START EXTRACTED INFORMATION

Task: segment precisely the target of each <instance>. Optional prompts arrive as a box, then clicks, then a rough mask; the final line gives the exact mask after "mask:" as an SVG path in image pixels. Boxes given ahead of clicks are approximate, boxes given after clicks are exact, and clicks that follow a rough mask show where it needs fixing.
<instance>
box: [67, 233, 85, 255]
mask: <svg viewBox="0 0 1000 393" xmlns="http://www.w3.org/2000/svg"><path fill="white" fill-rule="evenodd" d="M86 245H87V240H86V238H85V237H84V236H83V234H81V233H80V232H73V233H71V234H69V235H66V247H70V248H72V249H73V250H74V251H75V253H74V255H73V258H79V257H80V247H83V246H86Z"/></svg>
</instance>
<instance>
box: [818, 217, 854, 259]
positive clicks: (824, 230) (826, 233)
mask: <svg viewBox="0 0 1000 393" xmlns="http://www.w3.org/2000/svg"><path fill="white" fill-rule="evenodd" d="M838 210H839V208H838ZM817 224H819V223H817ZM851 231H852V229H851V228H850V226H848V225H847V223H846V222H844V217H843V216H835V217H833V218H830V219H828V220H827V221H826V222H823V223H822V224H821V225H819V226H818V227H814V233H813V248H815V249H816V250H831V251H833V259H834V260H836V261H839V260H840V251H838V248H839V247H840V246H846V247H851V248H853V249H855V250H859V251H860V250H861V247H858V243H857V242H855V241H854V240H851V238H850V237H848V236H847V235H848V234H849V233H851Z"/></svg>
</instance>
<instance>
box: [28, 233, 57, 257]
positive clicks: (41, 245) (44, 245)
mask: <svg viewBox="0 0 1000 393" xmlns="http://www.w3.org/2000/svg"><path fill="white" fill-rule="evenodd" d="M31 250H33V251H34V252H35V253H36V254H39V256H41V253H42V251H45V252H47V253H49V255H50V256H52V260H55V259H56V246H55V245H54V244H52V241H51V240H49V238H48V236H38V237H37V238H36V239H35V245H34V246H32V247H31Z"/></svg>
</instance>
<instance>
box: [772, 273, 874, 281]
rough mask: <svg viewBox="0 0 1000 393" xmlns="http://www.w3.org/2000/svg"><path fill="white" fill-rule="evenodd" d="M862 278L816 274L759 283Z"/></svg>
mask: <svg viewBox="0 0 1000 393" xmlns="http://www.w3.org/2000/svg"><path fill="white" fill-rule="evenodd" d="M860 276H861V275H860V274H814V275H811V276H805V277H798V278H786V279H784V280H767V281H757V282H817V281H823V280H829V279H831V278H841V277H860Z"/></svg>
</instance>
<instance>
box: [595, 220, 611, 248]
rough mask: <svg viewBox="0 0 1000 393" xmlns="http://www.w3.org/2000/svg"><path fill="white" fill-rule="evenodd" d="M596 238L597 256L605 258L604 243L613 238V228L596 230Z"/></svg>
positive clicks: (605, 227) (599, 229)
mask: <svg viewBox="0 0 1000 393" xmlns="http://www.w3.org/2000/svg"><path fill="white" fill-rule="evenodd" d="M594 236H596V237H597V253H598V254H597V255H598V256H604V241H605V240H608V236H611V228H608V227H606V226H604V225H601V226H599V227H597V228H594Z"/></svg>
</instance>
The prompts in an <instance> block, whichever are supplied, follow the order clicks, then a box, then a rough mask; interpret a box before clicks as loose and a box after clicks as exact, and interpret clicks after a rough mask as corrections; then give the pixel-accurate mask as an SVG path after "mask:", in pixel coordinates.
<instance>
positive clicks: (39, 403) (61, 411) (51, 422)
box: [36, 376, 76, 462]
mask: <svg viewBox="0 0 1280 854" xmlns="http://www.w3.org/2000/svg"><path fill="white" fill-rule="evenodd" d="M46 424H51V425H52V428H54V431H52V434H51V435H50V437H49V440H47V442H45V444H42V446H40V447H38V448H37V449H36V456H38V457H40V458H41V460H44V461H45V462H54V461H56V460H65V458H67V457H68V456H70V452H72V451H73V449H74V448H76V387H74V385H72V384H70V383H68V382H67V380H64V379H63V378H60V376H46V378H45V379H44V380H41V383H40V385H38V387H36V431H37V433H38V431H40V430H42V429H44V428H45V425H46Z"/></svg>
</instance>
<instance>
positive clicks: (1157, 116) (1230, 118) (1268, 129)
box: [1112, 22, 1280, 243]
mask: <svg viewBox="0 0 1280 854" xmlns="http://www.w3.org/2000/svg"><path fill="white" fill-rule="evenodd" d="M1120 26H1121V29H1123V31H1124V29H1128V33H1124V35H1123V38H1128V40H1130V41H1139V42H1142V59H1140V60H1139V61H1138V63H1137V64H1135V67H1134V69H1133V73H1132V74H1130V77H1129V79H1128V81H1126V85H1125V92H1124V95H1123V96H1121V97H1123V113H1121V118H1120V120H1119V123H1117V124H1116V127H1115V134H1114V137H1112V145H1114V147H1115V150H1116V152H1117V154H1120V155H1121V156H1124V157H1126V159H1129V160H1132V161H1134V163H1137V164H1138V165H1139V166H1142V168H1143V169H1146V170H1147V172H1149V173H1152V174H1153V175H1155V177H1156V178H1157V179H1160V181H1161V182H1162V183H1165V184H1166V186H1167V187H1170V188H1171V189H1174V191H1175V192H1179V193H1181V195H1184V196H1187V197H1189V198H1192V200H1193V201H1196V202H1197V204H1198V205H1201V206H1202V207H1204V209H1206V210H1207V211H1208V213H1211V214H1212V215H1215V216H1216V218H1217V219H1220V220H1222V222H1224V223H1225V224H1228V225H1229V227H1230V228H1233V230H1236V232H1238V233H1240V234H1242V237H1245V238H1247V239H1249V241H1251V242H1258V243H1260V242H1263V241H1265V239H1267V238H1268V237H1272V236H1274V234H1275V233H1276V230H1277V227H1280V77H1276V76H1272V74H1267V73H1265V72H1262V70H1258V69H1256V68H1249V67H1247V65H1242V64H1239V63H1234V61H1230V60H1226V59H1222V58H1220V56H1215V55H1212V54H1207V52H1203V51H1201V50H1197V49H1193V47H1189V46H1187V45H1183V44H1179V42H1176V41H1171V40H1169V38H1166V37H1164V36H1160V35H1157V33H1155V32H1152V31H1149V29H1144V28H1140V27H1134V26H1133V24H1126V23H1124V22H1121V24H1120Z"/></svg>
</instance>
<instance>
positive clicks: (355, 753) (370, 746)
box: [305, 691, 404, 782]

END EXTRACTED INFORMATION

● WORK INSTRUCTIONS:
Wherever the word "then" occurs in the data, copy that whole line.

● TASK ANSWER:
Task: segment precisely the target of each <instance>. Optional prompts arrive as a box, then clicks, then a rough mask; the final line gives the exact mask after "mask:" as an SVG path in image pixels. Boxes given ahead of clicks are approximate, boxes given after clicks are exact, and clicks that follow a rough mask show where it needs fixing.
The prompts in an <instance> block, whichever are supplied, follow the order clicks, then a box, then a rough mask; interpret a box before clicks as loose and a box after clicks as exact, and interpret clicks after a rough mask as corrections; then give the pixel-accurate mask as an SVG path after "mask:", in pixel coordinates.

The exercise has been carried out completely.